-- Begin Records for this exercise --

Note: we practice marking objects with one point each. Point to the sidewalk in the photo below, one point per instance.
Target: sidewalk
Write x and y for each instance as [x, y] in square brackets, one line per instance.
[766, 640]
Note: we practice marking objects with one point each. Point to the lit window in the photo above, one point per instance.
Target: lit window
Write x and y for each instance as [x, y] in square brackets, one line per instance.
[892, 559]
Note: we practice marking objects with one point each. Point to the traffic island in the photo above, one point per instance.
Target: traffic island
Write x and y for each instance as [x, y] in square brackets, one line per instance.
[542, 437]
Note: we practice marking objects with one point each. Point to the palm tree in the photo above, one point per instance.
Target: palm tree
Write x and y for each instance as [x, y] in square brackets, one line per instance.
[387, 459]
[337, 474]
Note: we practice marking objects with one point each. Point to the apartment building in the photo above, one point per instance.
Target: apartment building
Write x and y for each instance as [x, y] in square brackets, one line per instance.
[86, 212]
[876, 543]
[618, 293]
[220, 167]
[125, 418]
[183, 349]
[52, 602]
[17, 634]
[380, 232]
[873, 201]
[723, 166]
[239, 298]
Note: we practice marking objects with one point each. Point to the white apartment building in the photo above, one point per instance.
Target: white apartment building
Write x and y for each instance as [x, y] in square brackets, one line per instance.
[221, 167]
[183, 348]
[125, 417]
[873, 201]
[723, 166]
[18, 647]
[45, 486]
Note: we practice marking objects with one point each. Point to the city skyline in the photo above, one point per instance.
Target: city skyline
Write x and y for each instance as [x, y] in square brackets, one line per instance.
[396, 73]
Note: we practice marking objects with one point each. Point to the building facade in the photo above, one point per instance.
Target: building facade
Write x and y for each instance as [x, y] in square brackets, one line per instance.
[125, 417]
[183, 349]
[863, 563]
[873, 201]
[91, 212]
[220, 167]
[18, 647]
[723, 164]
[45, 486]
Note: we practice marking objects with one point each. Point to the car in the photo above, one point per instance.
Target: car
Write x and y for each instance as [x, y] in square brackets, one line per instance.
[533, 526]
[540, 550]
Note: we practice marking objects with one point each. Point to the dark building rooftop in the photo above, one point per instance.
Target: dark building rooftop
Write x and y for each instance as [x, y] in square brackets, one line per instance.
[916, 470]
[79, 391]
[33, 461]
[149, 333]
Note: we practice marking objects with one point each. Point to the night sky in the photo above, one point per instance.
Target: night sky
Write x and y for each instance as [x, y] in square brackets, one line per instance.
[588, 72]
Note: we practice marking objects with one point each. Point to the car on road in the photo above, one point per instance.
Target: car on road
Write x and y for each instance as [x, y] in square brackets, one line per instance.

-- End Records for this exercise --

Turn every line of the entries above into a numbered list, skipping any blank lines.

1. Note: we practice marking objects with one point each. Point to the sidewalk in the photo below, one point per instance.
2. Target: sidewalk
3. Write x and y for each instance as [x, y] in square brackets, one line per instance.
4. [766, 640]
5. Note: we practice marking objects with one point each. Point to the lit window in the photo above, one point per instance.
6. Target: lit window
7. Write x and y for each instance as [x, y] in square brackets, one line per instance.
8. [892, 559]
9. Note: we practice marking objects with one point each. Point to the traffic island in the photo above, one point per instance.
10. Target: traffic island
11. Write x and y for each instance as [x, y] in square brackets, one line per instance.
12. [542, 437]
13. Note: we practice marking objects with one point each. Point to the palm tree in the photo above, one point per instance.
14. Target: palm tree
15. Write x and y for each instance as [x, y] in square brackets, one line per instance.
16. [387, 459]
17. [337, 474]
18. Note: we practice marking objects with one point each. Point to the apartment building in the photo above, one point per instance.
19. Target: apartment building
20. Write x and y for each instance as [x, y] in square brackets, one line per instance.
21. [86, 212]
22. [876, 543]
23. [618, 293]
24. [220, 167]
25. [125, 418]
26. [183, 349]
27. [52, 602]
28. [17, 634]
29. [380, 232]
30. [873, 201]
31. [723, 166]
32. [239, 298]
33. Note: we practice marking objects with one point each. Point to the white apartment building in the photo above, one point per instance.
34. Target: white apartment building
35. Write x and y for each instance as [x, y] in square brackets, one line per instance.
36. [221, 167]
37. [183, 348]
38. [125, 417]
39. [873, 201]
40. [723, 166]
41. [18, 647]
42. [45, 486]
43. Note: we practice marking objects with one point each. Point to the city skyline in the photo above, one point per instance.
44. Target: city skyline
45. Write x and y for each instance as [x, y] in square brackets, one line per instance.
46. [396, 73]
47. Note: we practice marking objects with one point each. Point to the building facade in the photo above, one point per instance.
48. Target: building facade
49. Write x and y for each instance as [x, y] in square brackets, one line per instance.
50. [125, 417]
51. [183, 349]
52. [863, 563]
53. [873, 201]
54. [91, 212]
55. [220, 167]
56. [18, 647]
57. [723, 164]
58. [45, 486]
59. Note: we practice marking objects with one point each. Point to the car in the photo above, one point per instance.
60. Target: car
61. Write x and y for each instance as [x, y] in square brackets, one line per instance.
62. [533, 526]
63. [540, 550]
64. Note: we practice marking objects with one point each. Point to the dark building rooftop in the photo above, one point per instance.
65. Target: dark building rooftop
66. Write x and y for each instance as [x, y] in square brackets, one line per instance.
67. [916, 470]
68. [79, 391]
69. [33, 461]
70. [149, 333]
71. Note: we practice marking objects with one point each. Point to the night sky in the photo above, one point per instance.
72. Target: night sky
73. Write x and y for each instance as [x, y] in square brackets, one line per instance.
74. [588, 72]
75. Note: we practice marking objects with one point each. Point to the car on road in the photo above, one point per instance.
76. Target: car on road
77. Write x and y for each instance as [x, y] in square brackets, one line per instance.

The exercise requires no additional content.